What you need to do: Pick up the passage on Burma after its final sentence and continue it.

Provided passage:
Founded in 1755, Yangon, the former capital of Burma, was christened with a name meaning "end of strife." Yet Burma is a country that has endured three Anglo-Burmese Wars with Britain between 1824 and 1885, as well as the devastation of World War II during which the Japanese defeated the British before Allied troops launched a series of counteroffensives that ravaged the country.
Decades of military rule and oppression were followed by Cyclone Nargis in 2008, the worst natural disaster in Burmese history, which left more than 1 million Burmese homeless.
One day on the motor coach, our guide breaks down as she attempts a response to a question about life under the military regime. Her heartfelt soliloquy about the regime's impact on her family leaves her listeners stunned and silent.
And yet in spite of such deprivation and hardship, it's likely that nearly everywhere that you travel throughout Burma, you will be greeted with smiles and ingenuous offerings of hospitality and kindness.
With a 1,200-mile coastline along the Bay of Bengal and the Andaman Sea, Burma has been attracting visitors since at least the 1st century AD when sailors, as recounted by Ptolemy, crossed the Bay of Bengal on trading voyages from the Ganges to the Strait of Malacca. For centuries, visitors to Burma have served as ambassadors, reporting back to the rest of the world. Obama's visit in November 2012, two weeks after his re-election, was the first visit to the country by a sitting President of the US.
"You are here before this country has been sanitized by tourism," another guide asserts. The dissolution of the military junta occurred in March 2011 and the first stirrings of democracy now appearing in Burma are perhaps not unlike the first months after the Americans threw off the British military in 1783.
Burma's newly-introduced flag features three stripes, which symbolize solidarity, peace and tranquility, and courage. Nearly 90 percent of Burma's population is Buddhist and Buddhist monks were at the forefront of the independence movement in 1948, which was a harbinger to the Saffron Revolution in 2007.
The most sacred pilgrimage site in all of Burma is the 2,600-year-old Shwedagon Pagoda, a reliquary of four Buddhas, which includes eight hairs from Lord Buddha, the founder of Buddhism. Topped by a 76-carat diamond and sheathed in gold plates (with more than 4,500 diamonds), the pagoda's 320-foot stupa dominates the Yangon skyline.

(Point localization data)
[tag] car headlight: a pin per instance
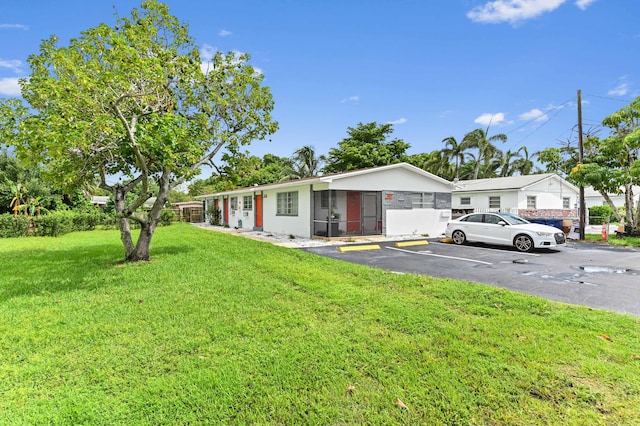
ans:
(544, 234)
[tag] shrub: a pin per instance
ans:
(599, 214)
(167, 216)
(14, 226)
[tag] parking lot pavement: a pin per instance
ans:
(593, 275)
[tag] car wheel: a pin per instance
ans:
(523, 243)
(458, 237)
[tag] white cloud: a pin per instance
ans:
(622, 88)
(207, 51)
(534, 115)
(13, 65)
(583, 4)
(487, 119)
(398, 121)
(9, 87)
(14, 26)
(513, 11)
(350, 99)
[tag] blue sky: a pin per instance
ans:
(434, 68)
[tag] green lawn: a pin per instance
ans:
(220, 329)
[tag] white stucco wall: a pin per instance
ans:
(299, 225)
(508, 199)
(428, 222)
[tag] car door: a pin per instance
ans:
(495, 231)
(472, 227)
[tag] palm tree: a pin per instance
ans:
(507, 163)
(305, 163)
(455, 150)
(486, 149)
(524, 165)
(17, 201)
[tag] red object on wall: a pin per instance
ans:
(259, 211)
(353, 212)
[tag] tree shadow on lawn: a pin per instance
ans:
(31, 272)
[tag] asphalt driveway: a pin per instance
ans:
(587, 274)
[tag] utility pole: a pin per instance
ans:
(580, 160)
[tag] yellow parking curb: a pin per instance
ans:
(412, 243)
(355, 248)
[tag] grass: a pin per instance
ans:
(624, 241)
(219, 329)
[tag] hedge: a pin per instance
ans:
(14, 226)
(49, 225)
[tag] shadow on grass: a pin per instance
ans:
(28, 272)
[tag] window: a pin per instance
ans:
(494, 202)
(287, 204)
(324, 200)
(474, 218)
(531, 202)
(247, 202)
(423, 200)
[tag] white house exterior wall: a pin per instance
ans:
(480, 201)
(299, 225)
(549, 194)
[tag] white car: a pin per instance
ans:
(504, 229)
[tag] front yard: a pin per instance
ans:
(220, 329)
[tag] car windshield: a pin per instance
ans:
(512, 219)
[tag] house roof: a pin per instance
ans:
(507, 183)
(100, 200)
(330, 178)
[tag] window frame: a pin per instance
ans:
(247, 202)
(492, 201)
(532, 202)
(420, 200)
(287, 203)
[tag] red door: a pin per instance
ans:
(353, 212)
(225, 212)
(258, 211)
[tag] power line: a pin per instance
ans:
(557, 110)
(626, 101)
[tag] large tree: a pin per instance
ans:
(305, 163)
(612, 164)
(366, 146)
(484, 143)
(131, 106)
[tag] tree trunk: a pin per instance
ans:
(609, 201)
(148, 226)
(143, 247)
(119, 195)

Response to this exercise:
A visit to Shwedagon in the evening, around sunset, is one of the most mystical experiences imaginable in Burma. Buzzing with the chants and prayers of Buddhist monks and worshippers, Shwedagon is a wonderland of shimmering light and candles, flowers and flags, and the glow of gold in the gloaming. In the words of Rudyard Kipling, Shwedagon is "a golden mystery...a beautiful winking wonder."
If you yearn to travel to Kipling's "winking wonder," you might consider a cruise aboard the Aegean Odyssey, a mid-sized ship designed for coastal cruising. Winner of the "Best Specialist Cruise Line 2012," Voyages to Antiquity's Aegean Odyssey inaugurated their Southeast Asia cruises two years ago.
An eight-deck ship with a capacity of 380 passengers and 180 crew members, the Aegean Odyssey easily navigates the great rivers of Southeast Asia and fits comfortably into smaller harbors. The two-to-one passenger/crew ratio affords a remarkable degree of pampering aboard a ship where the drink of choice is Champagne and where the majority of guests hail from Britain, the US, and Canada. More than one third of the passengers are repeat visitors, which creates a convivial on-board atmosphere similar to an extended family reunion. Daily lecturers include the estimable British war correspondent Martin Bell and the authors of tomes on Burma's Nobel Peace Prize winner Aung San Suu Kyi and the history of Burmese democracy.
As Kipling wrote in 1889, "This is Burma, and it will be quite unlike any land you know about." A cruise on the Aegean Odyssey provides the perfect opportunity for that "once-in-a-lifetime" visit to a land that has fascinated travelers since the ancients.